The request
Rewrite all of the rows below, putting "pixel coordinates" in place of each "coordinates" and leaving everything else unchanged.

————————

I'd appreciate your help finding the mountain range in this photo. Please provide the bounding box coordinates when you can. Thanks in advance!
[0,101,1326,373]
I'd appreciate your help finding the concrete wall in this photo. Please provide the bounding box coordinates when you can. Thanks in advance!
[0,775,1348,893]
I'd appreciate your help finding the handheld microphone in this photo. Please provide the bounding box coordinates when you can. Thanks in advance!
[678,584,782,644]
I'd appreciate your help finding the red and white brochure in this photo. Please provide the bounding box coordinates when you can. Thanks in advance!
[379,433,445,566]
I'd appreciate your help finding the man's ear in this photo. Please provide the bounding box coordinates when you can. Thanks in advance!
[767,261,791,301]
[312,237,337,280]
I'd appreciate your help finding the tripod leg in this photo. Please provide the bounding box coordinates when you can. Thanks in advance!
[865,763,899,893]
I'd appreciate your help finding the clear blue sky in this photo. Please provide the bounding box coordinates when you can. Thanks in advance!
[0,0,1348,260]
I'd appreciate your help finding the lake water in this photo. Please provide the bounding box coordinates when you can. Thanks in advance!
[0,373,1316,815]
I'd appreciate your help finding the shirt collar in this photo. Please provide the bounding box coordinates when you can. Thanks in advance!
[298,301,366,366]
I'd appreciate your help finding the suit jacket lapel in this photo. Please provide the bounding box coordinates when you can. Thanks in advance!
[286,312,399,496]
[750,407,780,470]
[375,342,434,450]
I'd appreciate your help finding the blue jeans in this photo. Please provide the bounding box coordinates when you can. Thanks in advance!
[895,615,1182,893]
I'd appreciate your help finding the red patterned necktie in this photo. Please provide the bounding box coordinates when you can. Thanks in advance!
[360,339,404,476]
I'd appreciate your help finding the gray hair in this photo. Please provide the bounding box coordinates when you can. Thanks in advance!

————————

Written solution
I'd appreciate your help finding the mountain range in this photo. Please provide the bounding box pixel coordinates when you can. Thanks in advance!
[0,101,1326,373]
I'd appreciate your help finding the concrete wall in this photo. Please provide the bounding box pixel coordinates when you can. Thanks in advance!
[0,775,1348,893]
I'd appreciate your help finding the handheld microphone in this photo. Please provide the bounding box pixel coordinates when you can. Thanks in advance!
[678,584,782,644]
I'd appreciate your help finding the red and white brochure in this photo. Please provide the bounding box pixel coordinates when you can. Thanks in advance!
[379,433,445,566]
I'd appreciate your help finding the man's ear in this photo. Please provide the bounding box pixel coordinates when you can. Thanks in advance!
[767,261,791,301]
[312,237,337,280]
I'd appreciate your help finding the tripod leg in this photo. Please provide the bounding box pixel coordinates when you can. Thanks in advance!
[865,763,899,893]
I'd appreciate your help finding the clear blue sky in this photo. Please provide the bounding box pixel coordinates when you can. Thanks in advance!
[0,0,1348,260]
I'd appreciate your help finding the lake water in this photo. Please provide the bounding box pixel coordinates when you can. Thanks in advance!
[0,373,1316,815]
I'd appreciate your help finding the shirt collar in this photo. Please provide the bounding box pixel coordinates when you can. Thanks in advance!
[298,301,366,366]
I'd appreciate your help finding the suit jacket lapel in this photo. Please provide the bounding box pixel coordinates when you can. Thanks in advance!
[286,312,399,496]
[750,407,780,470]
[375,342,434,450]
I'd appreciate your help finding the blue jeans in this photo. Please provide the bounding box pixel coordinates when you can. Thanks in advance!
[895,615,1182,893]
I'd appreciate your help finding the red patterned necktie in this photo. Please provide the bounding box pixel coordinates when you can. Thanks in advance!
[360,339,404,476]
I'd appreciate your help finding the gray hair in this photo. Please provide the bounding box pixel coordinates when you can. Thanks in advance!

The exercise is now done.